EXERCISE BRIEF:
Copy everything from the line containing "An instance of the light" down to the line containing "Target: light blue jeans", changing "jeans" to "trousers" and leaving the rest as it is.

LISTED ENTRIES:
• • • • •

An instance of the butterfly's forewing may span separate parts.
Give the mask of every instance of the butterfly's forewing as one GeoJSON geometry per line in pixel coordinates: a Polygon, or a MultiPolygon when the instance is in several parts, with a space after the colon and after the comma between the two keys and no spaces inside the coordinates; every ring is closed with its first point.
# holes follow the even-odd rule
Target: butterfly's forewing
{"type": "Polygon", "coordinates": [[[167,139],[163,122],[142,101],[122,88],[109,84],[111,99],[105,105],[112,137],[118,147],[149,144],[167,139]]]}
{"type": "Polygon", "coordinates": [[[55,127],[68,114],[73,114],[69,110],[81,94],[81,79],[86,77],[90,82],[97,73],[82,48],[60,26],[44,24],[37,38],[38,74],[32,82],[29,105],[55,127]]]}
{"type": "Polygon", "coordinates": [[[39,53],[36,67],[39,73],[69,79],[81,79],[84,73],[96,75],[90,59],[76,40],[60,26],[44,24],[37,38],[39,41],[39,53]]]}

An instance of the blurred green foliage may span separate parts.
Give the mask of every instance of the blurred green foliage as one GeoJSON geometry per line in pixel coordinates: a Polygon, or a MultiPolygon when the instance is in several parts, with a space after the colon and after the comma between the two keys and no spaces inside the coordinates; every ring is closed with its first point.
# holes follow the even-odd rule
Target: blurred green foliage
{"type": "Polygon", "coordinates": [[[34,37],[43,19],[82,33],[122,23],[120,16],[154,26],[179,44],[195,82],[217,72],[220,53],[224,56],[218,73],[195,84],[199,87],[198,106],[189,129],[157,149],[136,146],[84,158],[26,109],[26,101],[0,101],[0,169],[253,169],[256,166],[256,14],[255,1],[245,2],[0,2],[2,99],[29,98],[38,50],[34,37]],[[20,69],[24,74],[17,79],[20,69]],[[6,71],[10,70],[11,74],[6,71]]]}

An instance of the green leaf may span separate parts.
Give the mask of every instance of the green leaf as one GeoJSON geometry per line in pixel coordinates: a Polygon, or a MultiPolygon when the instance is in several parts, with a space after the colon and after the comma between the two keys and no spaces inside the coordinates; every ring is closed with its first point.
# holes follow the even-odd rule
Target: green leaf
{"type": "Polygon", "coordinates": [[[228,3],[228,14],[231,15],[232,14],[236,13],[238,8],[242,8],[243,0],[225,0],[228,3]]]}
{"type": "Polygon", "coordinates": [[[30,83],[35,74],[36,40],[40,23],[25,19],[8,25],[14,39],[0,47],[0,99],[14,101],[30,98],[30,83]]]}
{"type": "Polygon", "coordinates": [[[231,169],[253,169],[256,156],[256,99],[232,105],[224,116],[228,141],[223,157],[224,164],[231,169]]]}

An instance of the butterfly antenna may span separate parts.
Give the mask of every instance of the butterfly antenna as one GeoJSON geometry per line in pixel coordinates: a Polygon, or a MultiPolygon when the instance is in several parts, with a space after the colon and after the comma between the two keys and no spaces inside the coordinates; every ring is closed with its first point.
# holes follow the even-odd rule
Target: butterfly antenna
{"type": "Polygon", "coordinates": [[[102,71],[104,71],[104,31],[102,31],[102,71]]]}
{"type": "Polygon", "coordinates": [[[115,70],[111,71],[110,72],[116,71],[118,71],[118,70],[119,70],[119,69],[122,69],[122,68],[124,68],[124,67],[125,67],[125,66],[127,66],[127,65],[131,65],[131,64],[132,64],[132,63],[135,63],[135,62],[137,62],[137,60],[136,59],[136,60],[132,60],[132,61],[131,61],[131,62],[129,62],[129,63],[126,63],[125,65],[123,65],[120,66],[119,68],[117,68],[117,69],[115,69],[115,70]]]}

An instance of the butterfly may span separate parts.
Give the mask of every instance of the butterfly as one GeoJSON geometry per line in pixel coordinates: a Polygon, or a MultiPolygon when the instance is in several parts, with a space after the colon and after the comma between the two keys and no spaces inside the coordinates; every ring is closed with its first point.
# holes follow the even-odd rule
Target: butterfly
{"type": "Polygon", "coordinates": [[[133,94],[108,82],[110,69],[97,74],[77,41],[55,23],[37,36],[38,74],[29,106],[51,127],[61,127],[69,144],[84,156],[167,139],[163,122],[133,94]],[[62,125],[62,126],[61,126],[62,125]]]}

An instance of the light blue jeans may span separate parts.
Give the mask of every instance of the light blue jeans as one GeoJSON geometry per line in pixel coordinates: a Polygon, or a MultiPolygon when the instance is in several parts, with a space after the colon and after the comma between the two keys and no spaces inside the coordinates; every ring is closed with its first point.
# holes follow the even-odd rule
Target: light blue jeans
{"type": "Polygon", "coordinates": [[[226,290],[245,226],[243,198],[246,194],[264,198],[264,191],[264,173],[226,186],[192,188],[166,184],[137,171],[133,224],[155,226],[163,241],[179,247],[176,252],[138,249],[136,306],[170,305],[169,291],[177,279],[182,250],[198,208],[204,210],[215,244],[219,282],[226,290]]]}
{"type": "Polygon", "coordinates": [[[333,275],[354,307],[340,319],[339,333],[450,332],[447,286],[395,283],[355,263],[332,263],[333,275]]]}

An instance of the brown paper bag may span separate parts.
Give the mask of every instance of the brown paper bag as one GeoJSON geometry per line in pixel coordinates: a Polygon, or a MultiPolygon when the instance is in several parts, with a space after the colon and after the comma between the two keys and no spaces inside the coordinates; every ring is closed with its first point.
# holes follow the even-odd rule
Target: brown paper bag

• • • • •

EXERCISE SOLUTION:
An instance of the light blue trousers may span separate parts.
Give the mask of every instance of the light blue trousers as one GeoJSON geometry per line in pixel coordinates: a Polygon, or a MultiPolygon when the instance is in several parts, with a space after the colon and after the comma between the two keys and no spaces inside the coordinates; every ring is closed with its first point.
# holes follow the even-odd rule
Target: light blue trousers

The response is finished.